- [Como fazer]: Dê sequência à reportagem sobre o isolamento social e as mortes por COVID-19 no Rio Grande do Norte, começando logo após o último parágrafo apresentado.

Por Valéria Credidio

No momento em que o Rio Grande do Norte ultrapassa a casa de 50 mortos pela COVID-19, dados demonstram que esse quantitativo poderia variar entre 9 mil e 10 mil óbitos, caso a sociedade potiguar não estivesse em isolamento social. Os dados são demonstrados por meio de modelos matemáticos, construídos pelo professor e pesquisador José Dias do Nascimento, do Departamento de Física da Universidade Federal do Rio Grande do Norte (UFRN). Essa estimativa é referente ao dia 29 de abril. Há apenas seis dias, o mesmo modelo foi desenhado pelo pesquisador e apontava 2.200 mortes. Ou seja, em menos de uma semana, poderiam ter morrido 7.900 potiguares.

O isolamento social vem sendo aplicado, em todo o mundo, como uma das principais ferramentas de enfrentamento à pandemia. O distanciamento tem por base restringir o trânsito de pessoas nas ruas, com o fechamento do comércio, suspensão das atividades escolares, ficando liberadas apenas a circulação estritamente necessária de pessoas e serviços.

(Itens de uma fonte de dados)
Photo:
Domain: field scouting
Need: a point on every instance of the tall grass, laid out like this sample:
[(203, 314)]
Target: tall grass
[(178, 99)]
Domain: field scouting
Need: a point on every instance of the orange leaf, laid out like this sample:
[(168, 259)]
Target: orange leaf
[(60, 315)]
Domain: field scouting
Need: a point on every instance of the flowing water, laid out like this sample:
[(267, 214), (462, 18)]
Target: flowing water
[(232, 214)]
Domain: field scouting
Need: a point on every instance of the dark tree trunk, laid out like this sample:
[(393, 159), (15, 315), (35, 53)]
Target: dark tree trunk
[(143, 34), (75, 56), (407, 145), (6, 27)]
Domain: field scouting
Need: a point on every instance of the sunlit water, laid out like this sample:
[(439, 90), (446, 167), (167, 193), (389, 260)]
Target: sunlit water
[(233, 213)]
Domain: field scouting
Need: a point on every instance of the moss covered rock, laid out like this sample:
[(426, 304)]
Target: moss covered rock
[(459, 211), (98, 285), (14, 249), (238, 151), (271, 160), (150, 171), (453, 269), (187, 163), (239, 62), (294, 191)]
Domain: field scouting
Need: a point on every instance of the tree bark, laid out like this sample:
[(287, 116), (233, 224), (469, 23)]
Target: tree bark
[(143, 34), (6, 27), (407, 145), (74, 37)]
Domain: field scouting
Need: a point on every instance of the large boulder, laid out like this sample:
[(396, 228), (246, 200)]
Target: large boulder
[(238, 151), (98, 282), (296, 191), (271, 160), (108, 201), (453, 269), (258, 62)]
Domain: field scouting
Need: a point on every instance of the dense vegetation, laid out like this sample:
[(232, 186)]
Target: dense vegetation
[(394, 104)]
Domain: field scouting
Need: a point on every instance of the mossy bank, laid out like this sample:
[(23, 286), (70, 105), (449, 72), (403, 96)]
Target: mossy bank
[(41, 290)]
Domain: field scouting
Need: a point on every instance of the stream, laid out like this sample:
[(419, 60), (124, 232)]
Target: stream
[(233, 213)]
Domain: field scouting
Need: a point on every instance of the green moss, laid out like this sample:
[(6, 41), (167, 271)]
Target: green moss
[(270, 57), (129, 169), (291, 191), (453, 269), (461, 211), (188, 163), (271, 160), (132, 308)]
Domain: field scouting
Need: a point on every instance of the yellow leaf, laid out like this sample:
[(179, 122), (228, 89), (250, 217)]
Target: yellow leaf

- [Resposta do exercício]:
O decreto publicado pelo Governo do Estado do Rio Grande do Norte amplia até 5 de maio o prazo de isolamento social, flexibilizando, no entanto, algumas atividades específicas, como a construção civil, o setor hoteleiro e algumas atividades de higiene pessoal, como barbearias.

No entanto, antes mesmo da flexibilização, a população local não estava cumprindo totalmente com o isolamento social para atingir o que é orientado pelos pesquisadores e autoridades públicas. De acordo com os cientistas, seria necessário um isolamento de 70% da população para que a curva epidemiológica fosse contida, diminuindo o risco de causar um colapso no sistema de saúde.

No Rio Grande do Norte, o índice de isolamento social da população hoje é de 49%, de acordo com monitoramento realizado site Inloco, que atualiza seus dados diariamente.   Segundo o professor e pesquisador da UFRN José Dias, que está na Universidade de Harvard, nos Estados Unidos, o isolamento social garantiu um número mais baixo de óbitos entre a população potiguar. “Se não tivéssemos feito nada e o sistema corresse livre, hoje teríamos mais de 9 mil mortes somente no Rio Grande do Norte”, afirmou.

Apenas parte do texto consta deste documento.